_Directions_
a - Please restate the stretch from "v2.0 is the" through "bundle. A platform." of the Nova v2.0 launch post, swapping "event bus" for "message bus".
b - Answer these about the Nova v2.0 launch post:
(i) How many tabs does the on-call engineer run through during a P1?
(ii) How long has the team been building the platform?
(iii) Across how many functional teams are the agents organized?

_Supplied text_

•••••

Nova v2.0: The Platform Launch

Today we launched Nova AI Ops as a full platform. 100 specialized agents working across diagnosis, remediation, audit, and learning. AI-drafted post-mortems. Unified observability and incident management on the same data plane. Here's what shipped and why.

Why we built a platform

The AIOps category split into a half-dozen point products over the last decade, alert correlation, anomaly detection, runbook automation, post-mortem authoring, observability, incident management. Each is a tool. Each tool has its own data model, its own access controls, its own onboarding. The on-call engineer running through six tabs during a P1 is the failure mode.

v2.0 is the bet that the right shape is one platform with one data model, one identity layer, one audit trail, and one event bus, with the specialised functionality (correlation, remediation, post-mortems) built as agents on top. Not a suite. Not a bundle. A platform.

That's a long-cycle bet. We've been building it for two years. Today is the public launch.

The 100-agent fleet

Nova ships with 100 specialised agents organised across 12 functional teams: Diagnose, Remediate, Detect, Audit, Learn, Communicate, Plan, Verify, Investigate, Score, Predict, Document. Each agent has a narrow scope, the DB Latency Diagnose agent does one thing and does it well. Compose them and you get end-to-end incident response.

•••••

_Data block_
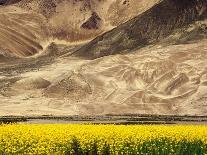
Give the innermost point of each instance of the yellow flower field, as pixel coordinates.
(103, 139)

•••••

_Outputs for the tasks_
a -
v2.0 is the bet that the right shape is one platform with one data model, one identity layer, one audit trail, and one message bus, with the specialised functionality (correlation, remediation, post-mortems) built as agents on top. Not a suite. Not a bundle. A platform.

b -
(i) Six
(ii) Two years
(iii) 12